------ EXCERPTED DATA

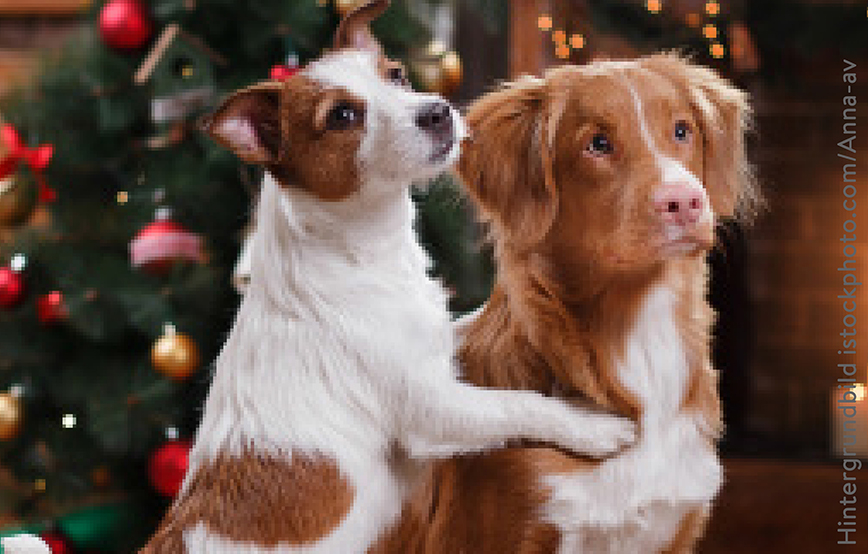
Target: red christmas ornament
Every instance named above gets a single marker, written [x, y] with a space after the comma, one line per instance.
[125, 24]
[56, 543]
[283, 72]
[162, 243]
[51, 308]
[36, 158]
[11, 287]
[167, 467]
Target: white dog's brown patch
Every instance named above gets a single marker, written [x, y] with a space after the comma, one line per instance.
[282, 502]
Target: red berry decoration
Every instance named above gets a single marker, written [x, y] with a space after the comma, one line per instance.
[51, 308]
[283, 72]
[56, 543]
[167, 467]
[162, 243]
[11, 287]
[125, 24]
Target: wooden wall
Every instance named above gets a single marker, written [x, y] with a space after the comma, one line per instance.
[28, 26]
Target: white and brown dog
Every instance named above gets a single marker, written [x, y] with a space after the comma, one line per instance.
[602, 185]
[341, 356]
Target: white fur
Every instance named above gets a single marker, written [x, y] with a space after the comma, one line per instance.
[343, 346]
[672, 172]
[635, 501]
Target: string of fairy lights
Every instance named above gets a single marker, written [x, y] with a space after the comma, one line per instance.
[567, 43]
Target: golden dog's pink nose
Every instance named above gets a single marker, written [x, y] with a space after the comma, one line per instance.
[681, 204]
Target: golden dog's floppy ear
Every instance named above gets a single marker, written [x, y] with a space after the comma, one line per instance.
[507, 168]
[248, 123]
[354, 29]
[725, 117]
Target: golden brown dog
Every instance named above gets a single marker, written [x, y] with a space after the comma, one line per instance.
[602, 185]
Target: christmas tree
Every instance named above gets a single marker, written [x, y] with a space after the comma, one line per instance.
[120, 226]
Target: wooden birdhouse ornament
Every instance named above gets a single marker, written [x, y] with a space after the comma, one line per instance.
[180, 71]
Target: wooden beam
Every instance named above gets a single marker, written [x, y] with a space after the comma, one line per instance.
[15, 66]
[526, 52]
[43, 7]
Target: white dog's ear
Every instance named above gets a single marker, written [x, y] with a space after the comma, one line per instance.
[248, 123]
[354, 30]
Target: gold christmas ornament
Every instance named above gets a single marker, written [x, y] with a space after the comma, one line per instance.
[343, 7]
[175, 355]
[18, 198]
[440, 70]
[11, 415]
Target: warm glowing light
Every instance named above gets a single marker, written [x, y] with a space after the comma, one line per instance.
[577, 41]
[709, 31]
[68, 421]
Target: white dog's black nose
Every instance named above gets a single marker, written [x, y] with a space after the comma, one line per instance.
[436, 118]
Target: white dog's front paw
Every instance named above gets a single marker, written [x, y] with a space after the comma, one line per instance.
[24, 544]
[603, 435]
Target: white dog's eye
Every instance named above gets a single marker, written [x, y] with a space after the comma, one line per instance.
[343, 116]
[682, 131]
[397, 76]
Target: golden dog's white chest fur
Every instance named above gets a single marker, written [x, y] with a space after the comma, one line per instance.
[635, 502]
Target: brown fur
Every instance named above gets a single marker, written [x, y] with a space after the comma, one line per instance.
[290, 503]
[293, 143]
[577, 246]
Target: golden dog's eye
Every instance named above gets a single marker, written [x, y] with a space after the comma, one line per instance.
[682, 131]
[343, 116]
[600, 145]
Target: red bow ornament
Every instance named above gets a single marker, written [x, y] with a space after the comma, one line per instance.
[37, 158]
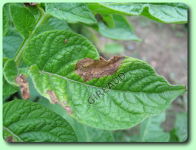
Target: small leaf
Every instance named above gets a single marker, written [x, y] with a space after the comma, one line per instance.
[121, 30]
[23, 19]
[71, 12]
[161, 12]
[119, 99]
[26, 121]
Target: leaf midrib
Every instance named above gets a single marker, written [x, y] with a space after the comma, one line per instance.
[12, 133]
[65, 78]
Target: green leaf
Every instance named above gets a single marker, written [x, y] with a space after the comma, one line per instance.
[30, 122]
[6, 19]
[52, 23]
[161, 12]
[11, 43]
[121, 30]
[113, 48]
[151, 130]
[23, 19]
[71, 12]
[181, 129]
[10, 72]
[8, 89]
[140, 94]
[84, 133]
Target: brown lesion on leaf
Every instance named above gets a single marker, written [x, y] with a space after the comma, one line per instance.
[24, 86]
[30, 4]
[9, 139]
[53, 97]
[66, 107]
[88, 68]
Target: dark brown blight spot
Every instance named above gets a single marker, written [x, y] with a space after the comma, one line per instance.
[9, 139]
[53, 97]
[68, 109]
[24, 86]
[88, 68]
[30, 4]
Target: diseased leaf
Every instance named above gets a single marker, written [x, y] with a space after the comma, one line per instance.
[11, 43]
[113, 48]
[23, 19]
[71, 12]
[116, 101]
[161, 12]
[151, 130]
[26, 121]
[121, 30]
[24, 86]
[16, 77]
[84, 133]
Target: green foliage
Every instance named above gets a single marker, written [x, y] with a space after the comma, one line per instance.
[162, 12]
[48, 53]
[121, 30]
[26, 22]
[84, 133]
[71, 12]
[180, 130]
[30, 122]
[113, 48]
[151, 130]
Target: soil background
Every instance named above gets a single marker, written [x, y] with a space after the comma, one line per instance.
[165, 47]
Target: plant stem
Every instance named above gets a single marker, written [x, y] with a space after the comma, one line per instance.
[19, 54]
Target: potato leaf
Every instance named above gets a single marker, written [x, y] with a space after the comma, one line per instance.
[161, 12]
[121, 30]
[151, 130]
[84, 133]
[25, 121]
[71, 12]
[23, 19]
[115, 94]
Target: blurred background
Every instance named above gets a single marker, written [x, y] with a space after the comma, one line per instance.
[165, 47]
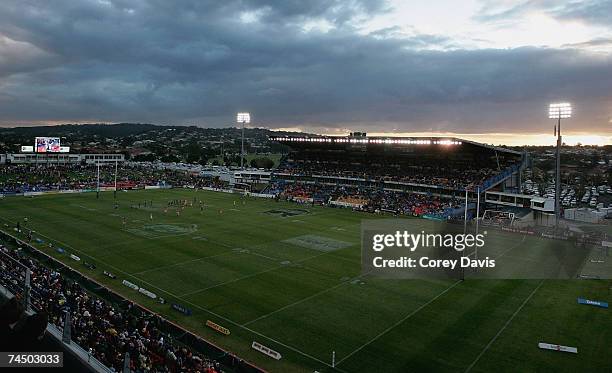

------------

Format every line of the items above as a Markdown table with the columns "Row" and "Line," numbering the rows and omitting blank lines. Leave the pictures out of the table.

SOLUTION TO THIS EXERCISE:
| Row | Line |
|---|---|
| 1 | Target: red christmas ornament |
| 2 | Every instance named above gets a single marker, written [x, y] with a space after the comma, one line per instance. |
| 3 | [125, 24] |
| 4 | [56, 543] |
| 5 | [283, 72] |
| 6 | [162, 243] |
| 7 | [51, 308] |
| 8 | [36, 158] |
| 9 | [11, 287] |
| 10 | [167, 467] |
| 11 | Target: white dog's brown patch |
| 12 | Every instance named above gets a single marker, written [x, y] with a space after the comma, one line per instance. |
| 13 | [282, 502] |
| 14 | Target: red berry decoration |
| 15 | Every instance named above gets a single marker, written [x, y] with a space after the comma, one line per instance. |
| 16 | [51, 308] |
| 17 | [283, 72] |
| 18 | [56, 543] |
| 19 | [167, 467] |
| 20 | [162, 243] |
| 21 | [11, 287] |
| 22 | [125, 24] |
| 23 | Target: wooden wall |
| 24 | Every instance named above gets a single marker, written [x, y] with a space after the comma, one line per instance. |
| 25 | [28, 26] |
| 26 | Target: white and brown dog |
| 27 | Every instance named above gets a single marker, written [x, y] with a space after the comma, one line per instance. |
| 28 | [602, 185] |
| 29 | [341, 356] |
| 30 | Target: white fur |
| 31 | Every instance named above gets a single marker, written [x, y] with a space after the comma, one line per instance. |
| 32 | [343, 346] |
| 33 | [672, 172] |
| 34 | [635, 501] |
| 35 | Target: string of fairy lights |
| 36 | Every instance named above gets a single marker, written [x, y] with a space after the comma, one line per instance. |
| 37 | [567, 43] |
| 38 | Target: golden dog's pink nose |
| 39 | Every instance named above gets a single marker, written [x, y] with a space after the comma, one line per instance. |
| 40 | [681, 204] |
| 41 | Target: golden dog's floppy ear |
| 42 | Every instance named above gets a single marker, written [x, y] with a space after the comma, one line per instance. |
| 43 | [507, 168] |
| 44 | [248, 123] |
| 45 | [354, 29] |
| 46 | [725, 117] |
| 47 | Target: golden brown dog |
| 48 | Every instance named above gets a single marker, written [x, y] with a space after the comma, one line per instance. |
| 49 | [602, 185] |
| 50 | Target: christmas tree |
| 51 | Every instance named above gets a single marker, written [x, y] with a space after the comma, one line per instance. |
| 52 | [120, 226] |
| 53 | Target: wooden birdhouse ornament |
| 54 | Every instance named above gets a single marker, written [x, y] with a space after the comma, one line per instance. |
| 55 | [180, 71] |
| 56 | Target: wooden beam |
| 57 | Every instance named above gets a single marker, written [x, y] with a space after the comma, one line per instance. |
| 58 | [15, 66] |
| 59 | [526, 52] |
| 60 | [43, 7] |
| 61 | Target: white dog's ear |
| 62 | Every instance named above gets a single marker, written [x, y] with a space after the comma, one line per instance. |
| 63 | [248, 123] |
| 64 | [354, 30] |
| 65 | Target: gold christmas ornament |
| 66 | Every instance named above gets a single marker, written [x, y] with a space after the comma, one line per instance. |
| 67 | [343, 7] |
| 68 | [175, 355] |
| 69 | [18, 198] |
| 70 | [440, 70] |
| 71 | [11, 415] |
| 72 | Target: warm glowing light |
| 73 | Every instance named above gets a single marker, written [x, y] with a space after the comma, one line per instance. |
| 74 | [577, 41] |
| 75 | [709, 31] |
| 76 | [68, 421] |
| 77 | Target: white dog's black nose |
| 78 | Every instance named above gets a single marker, written [x, y] with a space after the comma, one line per instance. |
| 79 | [436, 118] |
| 80 | Target: white dog's front paw |
| 81 | Every instance named above gets a single marker, written [x, y] with a space after the comma, one line per instance. |
| 82 | [24, 544] |
| 83 | [603, 435] |
| 84 | Target: white dog's eye |
| 85 | Every instance named above gets a single marker, written [x, y] with a space after the comma, one line per instance. |
| 86 | [343, 116] |
| 87 | [682, 131] |
| 88 | [397, 76] |
| 89 | Target: golden dog's white chest fur |
| 90 | Every instance named above gets a single marker, written [x, y] with a space after the comma, one line per instance. |
| 91 | [635, 502] |
| 92 | Target: brown fur |
| 93 | Every instance named above gets a single marker, written [x, y] with a space after the comma, one line per instance. |
| 94 | [290, 503] |
| 95 | [293, 143] |
| 96 | [577, 246] |
| 97 | Target: golden dog's eye |
| 98 | Every instance named above gets a single marker, written [x, y] with a space after the comma, one line per instance. |
| 99 | [682, 131] |
| 100 | [343, 116] |
| 101 | [600, 145] |
| 102 | Target: red bow ornament |
| 103 | Every instance named above gets a single marker, written [x, y] with a space after the comma, one line per instance. |
| 104 | [37, 158] |
| 105 | Target: small leaf |
| 106 | Every instance named above gets a single marker, written [x, y] with a space after the comma, one line per instance. |
| 107 | [121, 30] |
| 108 | [23, 19] |
| 109 | [71, 12] |
| 110 | [161, 12] |
| 111 | [119, 99] |
| 112 | [26, 121] |
| 113 | Target: leaf midrib |
| 114 | Every instance named above gets a single marker, written [x, y] with a space after the comma, one line per instance. |
| 115 | [12, 133] |
| 116 | [65, 78] |
| 117 | Target: green leaf |
| 118 | Every instance named above gets a single marker, written [x, y] with a space after the comma, one line per instance. |
| 119 | [30, 122] |
| 120 | [6, 19] |
| 121 | [52, 23] |
| 122 | [161, 12] |
| 123 | [11, 43] |
| 124 | [121, 30] |
| 125 | [113, 48] |
| 126 | [151, 130] |
| 127 | [23, 19] |
| 128 | [71, 12] |
| 129 | [181, 129] |
| 130 | [10, 72] |
| 131 | [8, 89] |
| 132 | [140, 94] |
| 133 | [84, 133] |
| 134 | Target: brown lesion on leaf |
| 135 | Every instance named above gets a single marker, written [x, y] with a space after the comma, one line per instance. |
| 136 | [24, 86] |
| 137 | [30, 4] |
| 138 | [9, 139] |
| 139 | [53, 97] |
| 140 | [66, 107] |
| 141 | [88, 68] |
| 142 | Target: dark brown blight spot |
| 143 | Every instance named above gets a single marker, written [x, y] with a space after the comma, one line per instance. |
| 144 | [9, 139] |
| 145 | [53, 97] |
| 146 | [68, 109] |
| 147 | [24, 86] |
| 148 | [88, 68] |
| 149 | [30, 4] |
| 150 | Target: diseased leaf |
| 151 | Every instance named above gets a single marker, written [x, y] with a space after the comma, one line per instance. |
| 152 | [11, 43] |
| 153 | [113, 48] |
| 154 | [23, 19] |
| 155 | [71, 12] |
| 156 | [116, 101] |
| 157 | [161, 12] |
| 158 | [151, 130] |
| 159 | [26, 121] |
| 160 | [121, 30] |
| 161 | [24, 86] |
| 162 | [16, 77] |
| 163 | [84, 133] |
| 164 | Target: green foliage |
| 165 | Every instance named above gets a single marker, written [x, y] with a space after the comma, one line per instance. |
| 166 | [162, 12] |
| 167 | [48, 53] |
| 168 | [121, 30] |
| 169 | [26, 22] |
| 170 | [84, 133] |
| 171 | [71, 12] |
| 172 | [180, 130] |
| 173 | [30, 122] |
| 174 | [113, 48] |
| 175 | [151, 130] |
| 176 | Target: soil background |
| 177 | Every instance named above gets a single marker, written [x, y] with a space after the comma, one line per instance. |
| 178 | [165, 47] |
| 179 | Target: plant stem |
| 180 | Every instance named above gets a single marker, written [x, y] with a space after the comma, one line per instance. |
| 181 | [19, 54] |
| 182 | Target: potato leaf |
| 183 | Every instance named above gets a single marker, written [x, y] with a space after the comma, one line per instance. |
| 184 | [161, 12] |
| 185 | [121, 30] |
| 186 | [151, 130] |
| 187 | [84, 133] |
| 188 | [25, 121] |
| 189 | [71, 12] |
| 190 | [23, 19] |
| 191 | [115, 94] |
| 192 | Target: blurred background |
| 193 | Every instance named above gets a single marker, written [x, y] with a space after the comma, one line per instance. |
| 194 | [165, 47] |